§ **Tarefas a fazer**
**1)** Responda com base no texto:
(a) Qual portal foi atravessado assim que o escrito começou?
(b) Qual é a cor do cosmo dos recém-mortos?
(c) No final, a que essa cor é comparada?
**2)** Reescreva o trecho dos registros que vai de "Can you see the glass" até o fim dos registros, trocando "glass vase" por "ceramic vase" e mantendo todo o resto sem alteração.

§ **Texto**

┌──

Não se trata de matar a dimensão analítica da descrição, mas de engrandece-la: quem morreu fui eu, baby, que é ser-vivo de Outra forma, sem crer, a crer, acrer, acrer e ditar (“coitados dos que crêem; vai ver que jazem crendo”). Acreditei. Transmutei. Transcrimupassei o Portal 3PV1, assim que comecei esse escrito. Te vejo do cosmo cor de burro-quando-foge, que é aquele dos recém-mortos (“quero já meu amor perto de mim, apertando-me a mão, palma-a-palma, oh, porque está tão longe, não veio”). É lindo. Daí, vemos a cor como reflexo que aparenta uma conformação improvisada em acorde com o ritmo do que se acha que são todas as coisas; daqui, vemos como luz que causa alteridade de ser o néon do Outro: a cor burro-quando-foge como um cobre brilhante, triplicado (3) PV, sem 1 código de felicidade programada.

└──

§ **Registros fornecidos**
┌──

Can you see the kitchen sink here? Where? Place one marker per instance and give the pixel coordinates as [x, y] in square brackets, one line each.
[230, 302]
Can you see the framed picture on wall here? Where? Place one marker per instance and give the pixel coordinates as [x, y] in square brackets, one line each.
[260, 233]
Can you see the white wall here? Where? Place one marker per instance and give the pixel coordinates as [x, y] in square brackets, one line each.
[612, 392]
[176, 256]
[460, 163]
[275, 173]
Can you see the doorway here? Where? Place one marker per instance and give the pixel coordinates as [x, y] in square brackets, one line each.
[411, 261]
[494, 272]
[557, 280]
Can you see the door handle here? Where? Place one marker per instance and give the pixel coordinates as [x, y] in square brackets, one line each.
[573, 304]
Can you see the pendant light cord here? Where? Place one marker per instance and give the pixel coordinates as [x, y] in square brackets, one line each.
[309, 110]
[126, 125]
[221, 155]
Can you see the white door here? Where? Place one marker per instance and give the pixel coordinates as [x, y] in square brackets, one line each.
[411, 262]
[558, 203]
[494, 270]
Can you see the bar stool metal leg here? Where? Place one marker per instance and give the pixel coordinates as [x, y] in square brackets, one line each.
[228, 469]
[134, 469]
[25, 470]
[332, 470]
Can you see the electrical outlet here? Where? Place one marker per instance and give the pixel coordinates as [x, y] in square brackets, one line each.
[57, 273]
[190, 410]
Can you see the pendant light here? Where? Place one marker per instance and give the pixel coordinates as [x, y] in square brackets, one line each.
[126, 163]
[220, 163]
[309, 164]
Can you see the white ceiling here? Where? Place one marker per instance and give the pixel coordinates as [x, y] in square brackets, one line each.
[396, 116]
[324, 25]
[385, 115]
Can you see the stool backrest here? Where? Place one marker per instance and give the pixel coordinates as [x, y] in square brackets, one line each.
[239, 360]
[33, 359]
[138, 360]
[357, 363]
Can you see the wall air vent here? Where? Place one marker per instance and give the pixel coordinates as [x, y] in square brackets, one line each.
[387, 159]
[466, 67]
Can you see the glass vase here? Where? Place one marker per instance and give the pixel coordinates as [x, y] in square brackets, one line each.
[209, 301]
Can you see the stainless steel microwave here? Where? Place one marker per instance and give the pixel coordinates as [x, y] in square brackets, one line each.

└──

§ **Respostas por tarefa**
**1)**
(a) O Portal 3PV1.
(b) Burro-quando-foge.
(c) A um cobre brilhante, triplicado.

**2)**
Can you see the ceramic vase here? Where? Place one marker per instance and give the pixel coordinates as [x, y] in square brackets, one line each.
[209, 301]
Can you see the stainless steel microwave here? Where? Place one marker per instance and give the pixel coordinates as [x, y] in square brackets, one line each.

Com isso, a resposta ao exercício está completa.